--- Dataset records ---
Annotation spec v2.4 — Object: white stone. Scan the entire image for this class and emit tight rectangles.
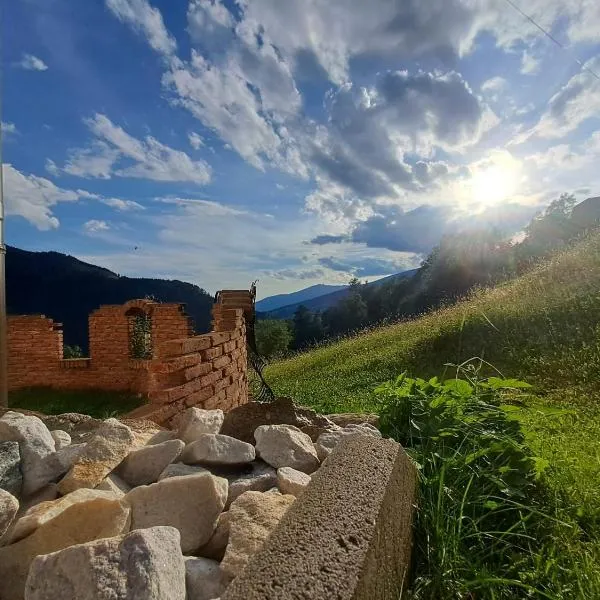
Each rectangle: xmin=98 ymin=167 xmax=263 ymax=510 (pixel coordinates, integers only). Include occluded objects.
xmin=225 ymin=461 xmax=277 ymax=508
xmin=117 ymin=439 xmax=184 ymax=486
xmin=158 ymin=463 xmax=209 ymax=480
xmin=0 ymin=488 xmax=130 ymax=600
xmin=0 ymin=441 xmax=22 ymax=497
xmin=0 ymin=412 xmax=55 ymax=458
xmin=96 ymin=473 xmax=131 ymax=497
xmin=0 ymin=488 xmax=18 ymax=537
xmin=50 ymin=430 xmax=71 ymax=449
xmin=276 ymin=467 xmax=311 ymax=496
xmin=254 ymin=425 xmax=319 ymax=473
xmin=184 ymin=557 xmax=225 ymax=600
xmin=58 ymin=418 xmax=135 ymax=494
xmin=22 ymin=443 xmax=86 ymax=497
xmin=146 ymin=430 xmax=177 ymax=445
xmin=177 ymin=408 xmax=224 ymax=443
xmin=220 ymin=491 xmax=295 ymax=581
xmin=315 ymin=424 xmax=382 ymax=461
xmin=182 ymin=434 xmax=255 ymax=466
xmin=125 ymin=473 xmax=227 ymax=553
xmin=24 ymin=526 xmax=185 ymax=600
xmin=197 ymin=511 xmax=230 ymax=561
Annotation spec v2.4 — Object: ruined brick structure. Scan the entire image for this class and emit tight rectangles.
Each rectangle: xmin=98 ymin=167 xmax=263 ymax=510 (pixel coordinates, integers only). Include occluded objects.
xmin=7 ymin=291 xmax=253 ymax=424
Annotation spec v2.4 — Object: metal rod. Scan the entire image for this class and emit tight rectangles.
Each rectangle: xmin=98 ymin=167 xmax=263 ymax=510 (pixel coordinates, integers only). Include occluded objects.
xmin=0 ymin=77 xmax=7 ymax=406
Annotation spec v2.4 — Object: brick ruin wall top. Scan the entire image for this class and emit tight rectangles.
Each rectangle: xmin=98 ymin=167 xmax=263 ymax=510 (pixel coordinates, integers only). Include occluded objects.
xmin=7 ymin=292 xmax=253 ymax=424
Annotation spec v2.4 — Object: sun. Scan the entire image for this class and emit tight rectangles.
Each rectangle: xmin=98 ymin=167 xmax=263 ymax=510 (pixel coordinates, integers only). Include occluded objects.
xmin=466 ymin=152 xmax=522 ymax=209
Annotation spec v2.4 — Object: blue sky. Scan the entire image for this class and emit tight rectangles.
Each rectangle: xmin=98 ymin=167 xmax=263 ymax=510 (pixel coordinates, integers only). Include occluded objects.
xmin=3 ymin=0 xmax=599 ymax=298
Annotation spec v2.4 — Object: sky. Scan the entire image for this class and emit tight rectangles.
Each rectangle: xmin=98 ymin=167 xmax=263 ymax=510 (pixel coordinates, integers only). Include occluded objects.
xmin=3 ymin=0 xmax=600 ymax=299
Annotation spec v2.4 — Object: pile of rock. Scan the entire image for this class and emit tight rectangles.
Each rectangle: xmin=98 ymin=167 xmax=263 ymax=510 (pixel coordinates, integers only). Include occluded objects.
xmin=0 ymin=402 xmax=380 ymax=600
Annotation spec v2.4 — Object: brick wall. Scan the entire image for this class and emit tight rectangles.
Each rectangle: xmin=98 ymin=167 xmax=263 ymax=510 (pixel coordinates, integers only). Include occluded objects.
xmin=126 ymin=291 xmax=251 ymax=425
xmin=8 ymin=292 xmax=251 ymax=423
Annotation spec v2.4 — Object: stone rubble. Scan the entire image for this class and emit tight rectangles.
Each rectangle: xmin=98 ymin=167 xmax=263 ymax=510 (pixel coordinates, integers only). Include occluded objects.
xmin=254 ymin=424 xmax=320 ymax=473
xmin=0 ymin=402 xmax=381 ymax=600
xmin=276 ymin=466 xmax=311 ymax=496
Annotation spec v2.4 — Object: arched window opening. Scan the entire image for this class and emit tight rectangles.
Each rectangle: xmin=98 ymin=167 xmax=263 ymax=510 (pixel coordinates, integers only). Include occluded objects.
xmin=125 ymin=308 xmax=153 ymax=359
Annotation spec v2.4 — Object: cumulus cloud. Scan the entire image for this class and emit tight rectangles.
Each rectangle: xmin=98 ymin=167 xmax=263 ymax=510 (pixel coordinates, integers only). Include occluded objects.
xmin=318 ymin=255 xmax=409 ymax=277
xmin=3 ymin=164 xmax=80 ymax=230
xmin=517 ymin=56 xmax=600 ymax=141
xmin=520 ymin=50 xmax=541 ymax=75
xmin=17 ymin=54 xmax=48 ymax=71
xmin=101 ymin=198 xmax=145 ymax=211
xmin=84 ymin=219 xmax=111 ymax=233
xmin=188 ymin=131 xmax=204 ymax=149
xmin=61 ymin=113 xmax=212 ymax=184
xmin=2 ymin=122 xmax=18 ymax=136
xmin=106 ymin=0 xmax=176 ymax=58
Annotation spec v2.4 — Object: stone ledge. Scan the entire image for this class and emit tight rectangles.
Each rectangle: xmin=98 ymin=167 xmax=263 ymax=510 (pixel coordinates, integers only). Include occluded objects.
xmin=222 ymin=434 xmax=417 ymax=600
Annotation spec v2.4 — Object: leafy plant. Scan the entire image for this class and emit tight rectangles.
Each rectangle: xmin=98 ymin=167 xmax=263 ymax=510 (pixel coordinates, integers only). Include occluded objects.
xmin=376 ymin=360 xmax=595 ymax=599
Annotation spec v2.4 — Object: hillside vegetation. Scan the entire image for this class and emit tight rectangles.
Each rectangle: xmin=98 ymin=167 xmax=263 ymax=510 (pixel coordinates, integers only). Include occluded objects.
xmin=266 ymin=230 xmax=600 ymax=596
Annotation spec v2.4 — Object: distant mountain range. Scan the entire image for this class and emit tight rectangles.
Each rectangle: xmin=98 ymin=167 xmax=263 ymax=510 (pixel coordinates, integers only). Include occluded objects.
xmin=258 ymin=269 xmax=419 ymax=319
xmin=6 ymin=246 xmax=214 ymax=352
xmin=255 ymin=284 xmax=347 ymax=312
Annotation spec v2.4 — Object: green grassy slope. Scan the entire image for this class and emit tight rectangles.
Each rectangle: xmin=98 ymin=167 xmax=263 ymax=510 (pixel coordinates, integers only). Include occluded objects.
xmin=266 ymin=231 xmax=600 ymax=584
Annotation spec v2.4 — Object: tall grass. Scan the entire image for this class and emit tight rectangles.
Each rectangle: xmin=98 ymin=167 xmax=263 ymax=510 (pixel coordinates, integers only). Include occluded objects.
xmin=266 ymin=231 xmax=600 ymax=597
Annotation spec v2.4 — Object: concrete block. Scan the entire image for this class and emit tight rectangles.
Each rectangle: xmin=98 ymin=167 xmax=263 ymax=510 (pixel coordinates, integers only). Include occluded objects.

--- What the task requires ---
Copy out the lines above in full and unaltered, apart from the pictures.

--- Completed exercise ---
Annotation spec v2.4 — Object: white stone. Scan the entire image for this class and emit tight rectangles.
Each rectangle: xmin=98 ymin=167 xmax=263 ymax=510 (pixel coordinates, integers only). Include occluded objects.
xmin=225 ymin=461 xmax=277 ymax=508
xmin=117 ymin=439 xmax=184 ymax=486
xmin=158 ymin=463 xmax=209 ymax=480
xmin=0 ymin=488 xmax=130 ymax=600
xmin=0 ymin=441 xmax=22 ymax=497
xmin=0 ymin=412 xmax=55 ymax=458
xmin=96 ymin=473 xmax=131 ymax=497
xmin=0 ymin=488 xmax=18 ymax=537
xmin=50 ymin=430 xmax=71 ymax=449
xmin=276 ymin=467 xmax=311 ymax=496
xmin=254 ymin=425 xmax=319 ymax=473
xmin=184 ymin=557 xmax=225 ymax=600
xmin=58 ymin=418 xmax=135 ymax=494
xmin=22 ymin=443 xmax=86 ymax=497
xmin=146 ymin=430 xmax=177 ymax=445
xmin=177 ymin=408 xmax=224 ymax=443
xmin=220 ymin=491 xmax=295 ymax=581
xmin=315 ymin=424 xmax=382 ymax=461
xmin=182 ymin=434 xmax=255 ymax=466
xmin=125 ymin=473 xmax=227 ymax=553
xmin=24 ymin=526 xmax=185 ymax=600
xmin=197 ymin=511 xmax=230 ymax=561
Annotation spec v2.4 — Object: ruined brick structure. Scan the entire image for this class and emit tight rectangles.
Each rectangle: xmin=98 ymin=167 xmax=263 ymax=510 (pixel coordinates, integers only). Include occluded objects.
xmin=7 ymin=291 xmax=253 ymax=424
Annotation spec v2.4 — Object: metal rod. Scan the entire image for this class and emit tight rectangles.
Each rectangle: xmin=98 ymin=167 xmax=263 ymax=510 (pixel coordinates, integers only). Include occluded objects.
xmin=0 ymin=77 xmax=7 ymax=406
Annotation spec v2.4 — Object: brick ruin wall top. Scan the entire image for this class and emit tight rectangles.
Each rectangle: xmin=98 ymin=167 xmax=263 ymax=510 (pixel coordinates, integers only). Include occluded objects.
xmin=7 ymin=292 xmax=253 ymax=424
Annotation spec v2.4 — Object: sun. Scan the entire image for this class and emit tight rectangles.
Each rectangle: xmin=98 ymin=167 xmax=263 ymax=510 (pixel coordinates, integers only). Include occluded objects.
xmin=466 ymin=152 xmax=522 ymax=209
Annotation spec v2.4 — Object: blue sky. Scan the entire image for this class and emit tight rectangles.
Each rectangle: xmin=98 ymin=167 xmax=263 ymax=510 (pixel coordinates, integers only). Include occluded objects.
xmin=3 ymin=0 xmax=599 ymax=298
Annotation spec v2.4 — Object: sky. Scan the entire image for this class and emit tight rectangles.
Each rectangle: xmin=98 ymin=167 xmax=263 ymax=510 (pixel coordinates, integers only). Include occluded objects.
xmin=3 ymin=0 xmax=600 ymax=299
Annotation spec v2.4 — Object: pile of rock. Scan the entire image for this class and emit tight rectangles.
Each rectangle: xmin=98 ymin=167 xmax=263 ymax=510 (pixel coordinates, integers only). Include occluded objects.
xmin=0 ymin=402 xmax=380 ymax=600
Annotation spec v2.4 — Object: brick wall. Scan the entire image for this class and emit tight rectangles.
Each rectangle: xmin=98 ymin=167 xmax=263 ymax=510 (pixel coordinates, integers only). Include occluded objects.
xmin=126 ymin=291 xmax=251 ymax=425
xmin=8 ymin=292 xmax=251 ymax=423
Annotation spec v2.4 — Object: stone rubble. Scan the entire image for this class and emit tight rectangles.
Each rectangle: xmin=98 ymin=167 xmax=263 ymax=510 (pixel coordinates, integers only). Include occluded objects.
xmin=254 ymin=424 xmax=320 ymax=473
xmin=0 ymin=402 xmax=381 ymax=600
xmin=276 ymin=466 xmax=311 ymax=496
Annotation spec v2.4 — Object: arched window opening. Scan the entire image for this class and emit tight rectangles.
Each rectangle: xmin=98 ymin=167 xmax=263 ymax=510 (pixel coordinates, integers only). Include occluded objects.
xmin=125 ymin=308 xmax=153 ymax=359
Annotation spec v2.4 — Object: cumulus cloud. Scan the entire image for this class and emit tight rectangles.
Each rectangle: xmin=98 ymin=167 xmax=263 ymax=510 (pixel coordinates, integers only). Include occluded objects.
xmin=318 ymin=255 xmax=409 ymax=277
xmin=3 ymin=164 xmax=80 ymax=230
xmin=517 ymin=56 xmax=600 ymax=141
xmin=520 ymin=50 xmax=541 ymax=75
xmin=17 ymin=54 xmax=48 ymax=71
xmin=101 ymin=198 xmax=145 ymax=211
xmin=84 ymin=219 xmax=111 ymax=233
xmin=188 ymin=131 xmax=204 ymax=149
xmin=61 ymin=113 xmax=212 ymax=184
xmin=2 ymin=122 xmax=18 ymax=136
xmin=106 ymin=0 xmax=176 ymax=58
Annotation spec v2.4 — Object: stone ledge. Scan the entire image for this class and emit tight rectangles.
Each rectangle: xmin=98 ymin=167 xmax=263 ymax=510 (pixel coordinates, integers only). Include occluded objects.
xmin=222 ymin=434 xmax=417 ymax=600
Annotation spec v2.4 — Object: leafy plant. Scan the entire image for this class and emit tight rectangles.
Each rectangle: xmin=98 ymin=167 xmax=263 ymax=510 (pixel coordinates, integers only). Include occluded objects.
xmin=376 ymin=360 xmax=595 ymax=599
Annotation spec v2.4 — Object: hillside vegetation. Scan the entire image for this class and emit tight rectangles.
Each rectangle: xmin=98 ymin=167 xmax=263 ymax=510 (pixel coordinates, integers only). Include occluded objects.
xmin=266 ymin=230 xmax=600 ymax=596
Annotation spec v2.4 — Object: distant mountain range. Scan the entire image for this class and emit tight rectangles.
Each rectangle: xmin=98 ymin=167 xmax=263 ymax=510 (pixel coordinates, integers only). Include occluded objects.
xmin=258 ymin=269 xmax=419 ymax=319
xmin=6 ymin=246 xmax=214 ymax=352
xmin=255 ymin=284 xmax=347 ymax=312
Annotation spec v2.4 — Object: green grassy slope. Scan the entire image for this class and emit tight rectangles.
Each rectangle: xmin=98 ymin=167 xmax=263 ymax=510 (pixel coordinates, integers only). Include occluded objects.
xmin=266 ymin=231 xmax=600 ymax=584
Annotation spec v2.4 — Object: tall grass. Scan the entire image for this class and emit tight rectangles.
Each rectangle: xmin=98 ymin=167 xmax=263 ymax=510 (pixel coordinates, integers only). Include occluded objects.
xmin=266 ymin=231 xmax=600 ymax=597
Annotation spec v2.4 — Object: concrete block. Scan the entire image for this class and emit tight rectangles.
Each rectangle: xmin=98 ymin=167 xmax=263 ymax=510 (pixel coordinates, integers only). Include occluded objects.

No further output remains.